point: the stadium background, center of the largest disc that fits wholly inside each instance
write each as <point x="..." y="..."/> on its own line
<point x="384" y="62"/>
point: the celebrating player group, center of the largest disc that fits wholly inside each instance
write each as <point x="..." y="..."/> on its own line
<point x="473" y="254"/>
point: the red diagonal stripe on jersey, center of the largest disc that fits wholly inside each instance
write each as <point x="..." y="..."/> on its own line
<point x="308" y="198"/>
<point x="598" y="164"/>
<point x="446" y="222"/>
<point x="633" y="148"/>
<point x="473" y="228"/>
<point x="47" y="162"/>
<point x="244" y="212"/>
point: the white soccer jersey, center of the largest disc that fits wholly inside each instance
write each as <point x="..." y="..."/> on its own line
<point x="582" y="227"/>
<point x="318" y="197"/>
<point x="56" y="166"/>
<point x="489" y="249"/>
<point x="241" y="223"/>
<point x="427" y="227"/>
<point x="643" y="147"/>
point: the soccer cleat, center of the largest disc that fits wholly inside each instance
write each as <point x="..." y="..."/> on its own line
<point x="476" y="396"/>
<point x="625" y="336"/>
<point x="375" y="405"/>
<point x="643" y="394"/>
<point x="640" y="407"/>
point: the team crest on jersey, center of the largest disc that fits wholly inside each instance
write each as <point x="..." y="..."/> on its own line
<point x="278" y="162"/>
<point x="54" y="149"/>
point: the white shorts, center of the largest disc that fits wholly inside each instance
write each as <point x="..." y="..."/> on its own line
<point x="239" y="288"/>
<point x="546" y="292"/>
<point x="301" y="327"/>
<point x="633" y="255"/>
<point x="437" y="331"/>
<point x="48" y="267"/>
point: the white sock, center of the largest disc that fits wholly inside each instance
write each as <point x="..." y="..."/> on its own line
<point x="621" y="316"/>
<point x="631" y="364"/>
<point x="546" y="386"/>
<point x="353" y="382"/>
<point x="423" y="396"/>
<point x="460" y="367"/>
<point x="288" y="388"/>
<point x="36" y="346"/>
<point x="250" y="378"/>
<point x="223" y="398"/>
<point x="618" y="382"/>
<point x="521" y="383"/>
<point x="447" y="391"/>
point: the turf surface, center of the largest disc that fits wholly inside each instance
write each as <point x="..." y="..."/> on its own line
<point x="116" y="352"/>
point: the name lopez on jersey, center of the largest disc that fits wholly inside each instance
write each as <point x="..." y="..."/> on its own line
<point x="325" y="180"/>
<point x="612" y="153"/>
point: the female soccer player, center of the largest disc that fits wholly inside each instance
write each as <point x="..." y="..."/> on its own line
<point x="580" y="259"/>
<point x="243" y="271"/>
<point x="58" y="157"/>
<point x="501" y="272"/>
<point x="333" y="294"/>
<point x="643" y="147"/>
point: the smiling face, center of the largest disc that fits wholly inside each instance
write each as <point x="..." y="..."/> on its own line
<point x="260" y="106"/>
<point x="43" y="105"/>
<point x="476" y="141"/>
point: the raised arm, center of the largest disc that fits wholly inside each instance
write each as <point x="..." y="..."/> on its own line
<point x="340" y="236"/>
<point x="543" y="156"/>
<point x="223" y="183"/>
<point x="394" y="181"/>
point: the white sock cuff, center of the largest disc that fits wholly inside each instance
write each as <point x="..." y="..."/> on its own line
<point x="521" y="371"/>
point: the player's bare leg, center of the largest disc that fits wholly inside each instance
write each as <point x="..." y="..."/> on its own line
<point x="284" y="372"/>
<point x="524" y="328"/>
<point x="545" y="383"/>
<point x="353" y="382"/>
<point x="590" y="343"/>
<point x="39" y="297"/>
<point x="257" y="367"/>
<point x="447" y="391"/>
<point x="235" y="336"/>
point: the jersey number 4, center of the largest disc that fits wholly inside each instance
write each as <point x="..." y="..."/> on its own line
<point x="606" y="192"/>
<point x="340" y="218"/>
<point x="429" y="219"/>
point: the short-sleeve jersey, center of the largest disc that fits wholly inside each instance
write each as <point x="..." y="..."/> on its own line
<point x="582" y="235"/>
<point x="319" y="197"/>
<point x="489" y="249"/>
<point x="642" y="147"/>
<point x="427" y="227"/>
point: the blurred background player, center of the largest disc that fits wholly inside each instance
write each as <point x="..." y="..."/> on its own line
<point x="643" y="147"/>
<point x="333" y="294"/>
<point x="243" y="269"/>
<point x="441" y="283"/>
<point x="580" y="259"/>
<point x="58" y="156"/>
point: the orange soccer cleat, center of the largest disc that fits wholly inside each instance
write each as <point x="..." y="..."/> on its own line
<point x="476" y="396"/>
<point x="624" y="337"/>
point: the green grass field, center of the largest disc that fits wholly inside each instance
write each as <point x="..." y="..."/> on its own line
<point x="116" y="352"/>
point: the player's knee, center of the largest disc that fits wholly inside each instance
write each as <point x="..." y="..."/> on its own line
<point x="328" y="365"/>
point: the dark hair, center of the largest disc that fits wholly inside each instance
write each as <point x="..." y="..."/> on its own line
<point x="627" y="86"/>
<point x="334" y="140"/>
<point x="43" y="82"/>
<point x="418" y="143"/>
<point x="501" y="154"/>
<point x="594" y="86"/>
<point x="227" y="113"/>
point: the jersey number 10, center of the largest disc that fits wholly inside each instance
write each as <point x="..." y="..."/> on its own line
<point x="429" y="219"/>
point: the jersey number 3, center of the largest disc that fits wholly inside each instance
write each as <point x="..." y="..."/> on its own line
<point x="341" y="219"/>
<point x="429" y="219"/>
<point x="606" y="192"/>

• • • • • • •

§ Task details: Please copy every entry above word for word, in the same order, with nothing left out.

§ Correct answer:
point: the stadium background, center of the largest disc that fits wholly inside each instance
write each as <point x="..." y="..."/> on its own line
<point x="384" y="62"/>
point: the celebrating player group, center of the largest disc that fits wholly inside each instance
write each as <point x="..." y="..."/> on its own line
<point x="473" y="254"/>
point: the red diagonal stripe on jersey, center of the largest disc that fits wholly inside each instance
write each as <point x="..." y="..."/> on its own line
<point x="308" y="198"/>
<point x="598" y="164"/>
<point x="446" y="222"/>
<point x="633" y="148"/>
<point x="473" y="228"/>
<point x="47" y="162"/>
<point x="244" y="212"/>
point: the white soccer jersey, center of the largest disc that fits wholly inside each instance
write each as <point x="..." y="..."/> on its own line
<point x="582" y="227"/>
<point x="318" y="197"/>
<point x="56" y="166"/>
<point x="489" y="249"/>
<point x="241" y="223"/>
<point x="427" y="227"/>
<point x="643" y="147"/>
point: the soccer cleat, center of the largest disc that fits wholly inside each instance
write each as <point x="..." y="..."/> on its own line
<point x="476" y="396"/>
<point x="625" y="336"/>
<point x="375" y="405"/>
<point x="643" y="394"/>
<point x="640" y="407"/>
point: the team crest on jersey, center of the largest disc that fits wholly inside each instance
write each as <point x="..." y="..."/> on its own line
<point x="278" y="162"/>
<point x="54" y="149"/>
point: the white shorts, center of the largest disc that fits wholly inside each instance
write each as <point x="..." y="..."/> on its own line
<point x="239" y="288"/>
<point x="546" y="292"/>
<point x="301" y="327"/>
<point x="633" y="255"/>
<point x="437" y="331"/>
<point x="48" y="267"/>
point: the white sock, center of the largest disc that fits wholly inside each instance
write each as <point x="..." y="..."/> on its own line
<point x="621" y="316"/>
<point x="631" y="364"/>
<point x="546" y="386"/>
<point x="353" y="382"/>
<point x="423" y="396"/>
<point x="460" y="367"/>
<point x="288" y="388"/>
<point x="36" y="346"/>
<point x="250" y="378"/>
<point x="223" y="398"/>
<point x="618" y="382"/>
<point x="521" y="383"/>
<point x="447" y="391"/>
point: the turf surface, center of the largest disc that fits wholly inside each instance
write each as <point x="..." y="..."/> on its own line
<point x="116" y="352"/>
point: the name lopez on jersey, center of the largest disc that fits wholly inside each instance
write each as <point x="..." y="..."/> on its own line
<point x="325" y="180"/>
<point x="612" y="153"/>
point: the female soccer player, center of the largest disc that fits wholly inside each instance
write each as <point x="..." y="..."/> on its own line
<point x="580" y="259"/>
<point x="243" y="271"/>
<point x="58" y="157"/>
<point x="501" y="272"/>
<point x="333" y="294"/>
<point x="643" y="147"/>
point: the smiling face, center of the largest disc that fits wholly inside each instance
write each as <point x="..." y="..."/> on its own line
<point x="260" y="106"/>
<point x="43" y="105"/>
<point x="476" y="141"/>
point: the raised arm, center of the largest disc that fits wholly inside each instance
write each as <point x="..." y="..."/> on its own line
<point x="340" y="236"/>
<point x="543" y="156"/>
<point x="223" y="183"/>
<point x="394" y="181"/>
point: the white sock cuff, center of the largest disc that fits wholly inside each instance
write each as <point x="..." y="..."/> on its own line
<point x="521" y="371"/>
point: the player's bare leg, center of the largest disc that fits wholly inside each instance
write each as <point x="..." y="..."/> on its own line
<point x="284" y="372"/>
<point x="524" y="328"/>
<point x="545" y="383"/>
<point x="353" y="382"/>
<point x="590" y="343"/>
<point x="39" y="297"/>
<point x="257" y="367"/>
<point x="447" y="391"/>
<point x="235" y="336"/>
point: the jersey number 4, center of the largest disc that fits wholly inside each instance
write each as <point x="..." y="..."/> on its own line
<point x="606" y="192"/>
<point x="340" y="218"/>
<point x="429" y="219"/>
point: the short-sleeve jersey, center of the largest disc that fits wholly inside each instance
write each as <point x="..." y="..."/> on its own line
<point x="582" y="235"/>
<point x="319" y="197"/>
<point x="489" y="249"/>
<point x="642" y="147"/>
<point x="427" y="227"/>
point: the blurred background player, center of the largest disc that fits wholly inside each instance
write each as <point x="..." y="..."/> on its own line
<point x="643" y="147"/>
<point x="333" y="294"/>
<point x="243" y="269"/>
<point x="441" y="283"/>
<point x="580" y="259"/>
<point x="58" y="156"/>
point: the orange soccer cleat, center of the largest disc that fits wholly inside each instance
write each as <point x="..." y="..."/> on its own line
<point x="476" y="396"/>
<point x="624" y="337"/>
point: the green grass field, center of the largest disc that fits wholly inside each instance
write each as <point x="..." y="..."/> on its own line
<point x="116" y="352"/>
point: the player's knee, center of the largest disc that fits wholly inside each instance
write each as <point x="..." y="..."/> on its own line
<point x="328" y="365"/>
point: the dark hair, center of the largest disc that fits wholly inside each instance
write each as <point x="..." y="..."/> on its own line
<point x="627" y="86"/>
<point x="334" y="140"/>
<point x="43" y="82"/>
<point x="418" y="143"/>
<point x="501" y="154"/>
<point x="594" y="86"/>
<point x="227" y="113"/>
point: the jersey number 10, center of the largest disc that fits wholly inside each instance
write each as <point x="..." y="..."/> on its own line
<point x="429" y="219"/>
point: the jersey number 3, center of the largest disc that fits wholly inside each instance
write each as <point x="..." y="..."/> on its own line
<point x="341" y="219"/>
<point x="429" y="219"/>
<point x="606" y="192"/>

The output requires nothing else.